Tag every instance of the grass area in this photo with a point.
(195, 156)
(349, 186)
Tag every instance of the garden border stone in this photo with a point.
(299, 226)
____
● **WHAT THE EXERCISE ASKS**:
Render each line of the material above as an item in a numbered list, omitting any blank lines.

● **RESPONSE**:
1. Tag every instance of the grass area in this photo with a point.
2. (195, 156)
3. (349, 186)
4. Tag every instance of the garden border stone in this photo with a point.
5. (299, 226)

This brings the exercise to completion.